> **SHORT PROBLEM A**:
Could you retype the segmentation records below line for line, leaving the pictures out of your answer?

> **TEXT EXCERPT**:
## Start

The show kicked off Roots on the Rails, a three-day train tour of Canada organized around a pair of Eaglesmith concerts in Toronto and Vancouver.
Ian Bell opened by playing a couple of songs to a half full room on his battered acoustic guitar and paid tribute to trains with his first song. The casual, family atmosphere was evident from the opening chords as people sat on the dance floor in front of the stage. Later in the evening, this laid back atmosphere caused Eaglesmith to comment "you are the quietest Toronto crowd I have ever seen."
American singer/songwriter David Olney, wearing a felt hat and belting forth tunes in a country drawl, followed Bell with a few selections to warm the crowd. One Fredhead in attendance didn't need any warming up as evidenced by his winter wardrobe of shorts and sandals. He probably ingested a few substances before the show, and was already mentally riding the rails that many of those in attendance would board the next morning.
Then came a twist as weird as the aforementioned sandal-clad fan. One part sideshow, one part musician, and one part comedian, the Horseshoe was treated to a light-hearted interlude with Washboard Hank. The goofy-eyed entertainer arrived on stage with what he called the "Fallopian Tuba" - a homemade instrument made of 1 ½ inch PVC pipe and a stainless steel sink played like an tuba. Following a song about Polyester Polly that echoed the style of Stompin' Tom Connors, Hank turned his guitar to face the audience and written in bold colors it said, "LAUGH."

## End

> **SHORT PROBLEM B**:
Can you carry the Eaglesmith concert review on from the point where it stops?

[Segmentation data]
## Start

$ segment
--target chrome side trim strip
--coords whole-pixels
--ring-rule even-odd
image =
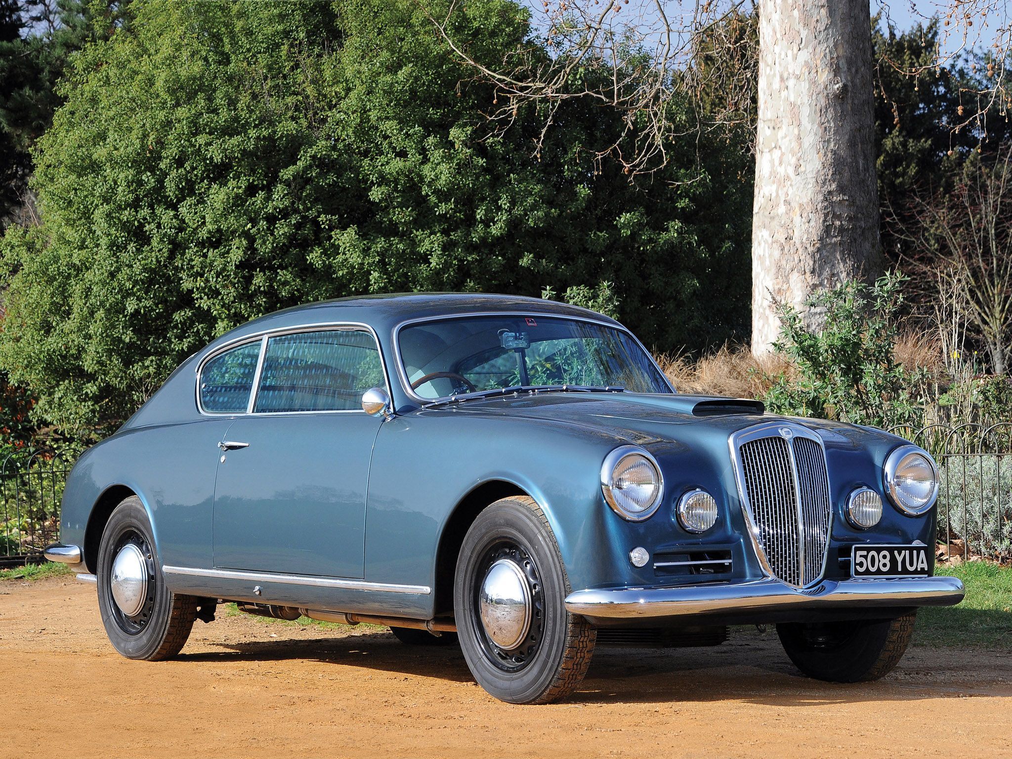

## End

> **WRITTEN ANSWER A**:
$ segment
--target chrome side trim strip
--coords whole-pixels
--ring-rule even-odd
image =

> **WRITTEN ANSWER B**:
As Hank collected his beer, Peterborough songsmith Serena Ryder took the stage. Dressed all in black, Ryder belted out an a cappella song that quickly reduced the 'Shoe from laughter to a hush of wide-eyed awe watching this soulful woman sing of melancholic musings. Ryder snapped her fingers and as she repeated the chorus the audience was put under her spell. At 20, her voice sounds likes she's lived at least 61 years with that raspy maturity and vocal range, romantically achieved from years of smoking and struggle. After a few more songs played on electric guitar, Ryder finished her too short set. The evening's highlight to that point.
At 10:30 p.m., the room was full as alt-country troubadour Fred Eaglesmith stepped to the stage sporting a wife beater shirt accompanied by his band, The Flying Squirrels. They opened with a track from his just released record, and then played one of his classic railroad songs, "Freight Train". The crowd bopped along and one really drunken fan sat at the foot of the stage singing along and tipping his ball cap in a sign of salute while his girlfriend provided encouragement. Eaglesmith's band features some tightly crafted instrumentation: dobro, pedal steel, slap bass, and mandolin mesh in perfect harmony showing what years of rolling along white line after white line on the highway does.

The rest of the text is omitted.